● **Required task**:
Number every line of the data below as a list, skipping blank lines.

-- begin Exercise material --

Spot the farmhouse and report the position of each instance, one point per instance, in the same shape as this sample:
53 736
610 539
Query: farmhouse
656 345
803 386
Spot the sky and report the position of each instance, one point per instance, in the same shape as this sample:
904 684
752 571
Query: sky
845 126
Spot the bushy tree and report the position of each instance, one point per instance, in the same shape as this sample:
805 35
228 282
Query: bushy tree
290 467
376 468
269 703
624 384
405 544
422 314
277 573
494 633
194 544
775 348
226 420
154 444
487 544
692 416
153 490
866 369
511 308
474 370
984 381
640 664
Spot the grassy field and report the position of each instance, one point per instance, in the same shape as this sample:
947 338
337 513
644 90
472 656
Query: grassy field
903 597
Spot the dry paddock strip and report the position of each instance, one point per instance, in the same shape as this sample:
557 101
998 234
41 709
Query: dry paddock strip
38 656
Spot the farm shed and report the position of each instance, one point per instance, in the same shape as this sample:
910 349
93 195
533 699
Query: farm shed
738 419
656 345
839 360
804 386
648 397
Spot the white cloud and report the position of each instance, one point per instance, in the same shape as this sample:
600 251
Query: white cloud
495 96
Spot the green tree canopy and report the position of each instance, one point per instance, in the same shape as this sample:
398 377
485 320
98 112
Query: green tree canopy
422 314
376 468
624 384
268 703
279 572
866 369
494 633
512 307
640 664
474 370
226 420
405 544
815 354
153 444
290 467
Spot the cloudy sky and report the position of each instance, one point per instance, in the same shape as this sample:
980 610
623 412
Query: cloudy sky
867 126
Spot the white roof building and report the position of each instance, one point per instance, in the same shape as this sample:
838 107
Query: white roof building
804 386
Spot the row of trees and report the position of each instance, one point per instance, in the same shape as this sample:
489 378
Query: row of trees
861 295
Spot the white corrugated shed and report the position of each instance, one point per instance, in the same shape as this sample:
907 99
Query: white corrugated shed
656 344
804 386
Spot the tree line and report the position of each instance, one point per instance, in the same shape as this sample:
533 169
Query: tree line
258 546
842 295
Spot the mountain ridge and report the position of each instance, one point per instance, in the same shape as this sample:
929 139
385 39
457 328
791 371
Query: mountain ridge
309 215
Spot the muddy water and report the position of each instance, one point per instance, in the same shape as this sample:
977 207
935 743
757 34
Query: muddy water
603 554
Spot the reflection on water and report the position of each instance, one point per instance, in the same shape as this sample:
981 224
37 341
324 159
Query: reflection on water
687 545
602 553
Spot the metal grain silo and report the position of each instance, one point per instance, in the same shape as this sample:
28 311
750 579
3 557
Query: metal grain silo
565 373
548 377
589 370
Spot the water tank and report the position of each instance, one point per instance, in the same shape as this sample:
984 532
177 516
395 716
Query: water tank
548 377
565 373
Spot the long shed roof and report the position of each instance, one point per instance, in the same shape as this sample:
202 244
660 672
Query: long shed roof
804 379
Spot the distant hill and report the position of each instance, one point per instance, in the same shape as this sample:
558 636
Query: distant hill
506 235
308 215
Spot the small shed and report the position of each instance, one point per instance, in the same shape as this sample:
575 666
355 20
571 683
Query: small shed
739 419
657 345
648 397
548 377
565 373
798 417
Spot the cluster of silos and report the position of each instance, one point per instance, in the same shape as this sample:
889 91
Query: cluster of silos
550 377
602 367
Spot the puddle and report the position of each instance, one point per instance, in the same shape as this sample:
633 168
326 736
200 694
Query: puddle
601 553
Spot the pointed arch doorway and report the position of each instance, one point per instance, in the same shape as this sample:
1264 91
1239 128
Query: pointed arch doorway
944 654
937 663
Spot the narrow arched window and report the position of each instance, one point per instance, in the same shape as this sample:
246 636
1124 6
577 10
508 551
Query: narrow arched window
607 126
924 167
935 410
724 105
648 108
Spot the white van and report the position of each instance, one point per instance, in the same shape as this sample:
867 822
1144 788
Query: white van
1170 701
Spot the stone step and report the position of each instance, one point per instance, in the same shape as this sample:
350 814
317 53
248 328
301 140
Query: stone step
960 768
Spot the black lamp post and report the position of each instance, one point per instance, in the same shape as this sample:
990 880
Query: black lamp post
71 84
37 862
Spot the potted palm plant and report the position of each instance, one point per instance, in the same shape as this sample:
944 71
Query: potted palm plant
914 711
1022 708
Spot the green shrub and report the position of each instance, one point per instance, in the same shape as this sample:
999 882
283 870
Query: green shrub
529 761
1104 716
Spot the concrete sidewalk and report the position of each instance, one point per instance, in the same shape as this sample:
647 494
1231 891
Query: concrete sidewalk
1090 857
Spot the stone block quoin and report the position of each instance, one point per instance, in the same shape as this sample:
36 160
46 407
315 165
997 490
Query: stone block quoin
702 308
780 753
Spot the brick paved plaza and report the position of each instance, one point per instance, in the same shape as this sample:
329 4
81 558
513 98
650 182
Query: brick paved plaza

-- end Exercise material --

● **Full output**:
1. Spot the farmhouse and report the position of each instance, one point per instance, in the same shape as this sample:
2. 53 736
3. 610 539
4. Query: farmhouse
5. 656 345
6. 803 386
7. Spot the sky and report the position of each instance, one point per instance, in the same shape as this sample:
8. 904 684
9. 752 571
10. Query: sky
11. 845 126
12. Spot the bushy tree and report the position of each instance, one point per instance, in the same shape as this sample:
13. 805 35
14. 228 282
15. Query: bushy tree
16. 290 467
17. 376 468
18. 269 703
19. 624 384
20. 405 544
21. 422 314
22. 277 573
23. 494 633
24. 194 544
25. 775 348
26. 226 420
27. 154 444
28. 487 544
29. 692 416
30. 153 490
31. 866 369
32. 511 308
33. 474 370
34. 984 381
35. 640 664
36. Spot the grassy field and report the position of each instance, one point per instance, in the same shape as this sample:
37. 947 338
38. 337 513
39. 644 90
40. 472 656
41. Query: grassy field
42. 903 597
43. Spot the dry paddock strip and report the position of each instance, one point per instance, in the same shape as this sample:
44. 557 101
45. 998 234
46. 41 709
47. Query: dry paddock strip
48. 38 656
49. Spot the farm shed and report the position of each instance, one point per instance, in the same shape as this sample:
50. 910 349
51. 93 195
52. 533 699
53. Query: farm shed
54. 738 419
55. 656 345
56. 839 360
57. 804 386
58. 648 397
59. Spot the white cloud and report the position of each instance, one point per instance, in the same shape as this sample:
60. 600 251
61. Query: white cloud
62. 495 96
63. Spot the green tree canopy and report the position of each instance, one point per instance, in the same shape as this sample:
64. 398 377
65. 485 320
66. 98 112
67. Query: green tree canopy
68. 422 314
69. 376 468
70. 624 384
71. 268 703
72. 279 572
73. 866 369
74. 494 633
75. 512 307
76. 640 664
77. 474 370
78. 226 420
79. 405 544
80. 815 354
81. 153 444
82. 290 467
83. Spot the cloudy sky and report the position of each instance, one point per instance, in the same shape as this sample:
84. 980 610
85. 623 412
86. Query: cloudy sky
87. 867 126
88. Spot the white roof building and report the position of each instance, one point per instance, in the same shape as this sample:
89. 838 107
90. Query: white roof building
91. 804 386
92. Spot the row of trees and report the position of each instance, one point per instance, in the same shape as this sample:
93. 489 378
94. Query: row of trees
95. 861 295
96. Spot the white corrugated shed and report the position of each instance, one point per instance, in the same shape as this sample:
97. 907 99
98. Query: white corrugated shed
99. 656 344
100. 804 386
101. Spot the tree line and report the position of each instance, one point per instance, in the same shape as this sample:
102. 533 169
103. Query: tree line
104. 258 546
105. 842 295
106. Spot the mountain ridge and report the position of each instance, one point per instance, in the same shape as this sample:
107. 929 139
108. 385 39
109. 457 328
110. 791 371
111. Query: mountain ridge
112. 309 215
113. Spot the muddy water and report the position of each instance, one point per instance, in the same shape as this sample:
114. 977 207
115. 935 743
116. 757 34
117. Query: muddy water
118. 603 554
119. Spot the reflection on water and report the position of each instance, one point per instance, in the same shape as this sample:
120. 981 224
121. 37 341
122. 324 159
123. Query: reflection on water
124. 687 545
125. 602 553
126. Spot the metal grain silo and report the position of each instance, one point per instance, in the same shape as this sample:
127. 28 311
128. 750 579
129. 3 557
130. Query: metal grain silo
131. 565 373
132. 548 377
133. 589 370
134. Spot the water tank and report the position of each instance, one point per instance, in the same shape as this sample:
135. 984 532
136. 177 516
137. 395 716
138. Query: water tank
139. 548 377
140. 565 373
141. Spot the long shed roof and report the position of each instance, one point per instance, in the same shape as this sample:
142. 202 244
143. 660 672
144. Query: long shed roof
145. 804 379
146. Spot the distant hill and report the position of each instance, one point per instance, in the same shape as this sample:
147. 558 636
148. Query: distant hill
149. 506 235
150. 308 215
151. Spot the small shed and report the position of each instance, one point per instance, in the same shape as this sample:
152. 575 666
153. 355 20
154. 571 683
155. Query: small shed
156. 739 419
157. 657 345
158. 648 397
159. 548 377
160. 565 373
161. 798 417
162. Spot the cluster of silos and report the position of each instance, one point per instance, in the same shape as this sample:
163. 889 91
164. Query: cluster of silos
165. 550 377
166. 602 367
167. Spot the puddle and report the position of each instance, one point per instance, in the same shape as this sample:
168. 633 168
169. 326 736
170. 200 694
171. Query: puddle
172. 601 553
173. Spot the pointed arch doorway and report the position of each instance, one point per instance, in the same shape as this sample:
174. 1264 91
175. 1239 128
176. Query: pointed arch doorway
177. 944 654
178. 937 663
179. Spot the narrow arched window and report the position of each instance, one point per instance, in the same shape as this sample:
180. 246 636
181. 1124 6
182. 577 10
183. 508 551
184. Query: narrow arched window
185. 607 126
186. 924 167
187. 935 410
188. 724 105
189. 648 108
190. Spot the white van and report the position of each instance, one point per instance, in the same shape as this sample:
191. 867 822
192. 1144 788
193. Query: white van
194. 1170 701
195. Spot the stone step and report the position of each instance, one point per instance, in the same shape as this sample:
196. 350 814
197. 317 53
198. 248 328
199. 301 140
200. Query: stone step
201. 960 768
202. Spot the black lamp post and report the position of each instance, one point per instance, in the same shape as this sample:
203. 990 880
204. Query: black lamp post
205. 71 84
206. 37 862
207. Spot the potted palm plant and report the position of each instance, one point per instance, in the same shape as this sample:
208. 944 71
209. Query: potted palm plant
210. 914 711
211. 1022 708
212. Spot the green shrub and report the position of each instance, one point per instance, in the same shape as this sample:
213. 999 882
214. 283 870
215. Query: green shrub
216. 529 761
217. 1104 716
218. Spot the concrete sidewalk and report the position of each instance, one point per instance, in the same shape as this sample:
219. 647 494
220. 1231 891
221. Query: concrete sidewalk
222. 1090 857
223. Spot the stone block quoin and report the position of each instance, one point per instance, in the same shape as this sample:
224. 36 160
225. 46 407
226. 315 165
227. 997 490
228. Query: stone block quoin
229. 702 308
230. 780 753
231. Spot the brick paved plaza and report the position of each instance, one point per instance, in the same shape as this sample:
232. 329 4
233. 81 558
234. 513 98
235. 650 182
236. Query: brick paved plaza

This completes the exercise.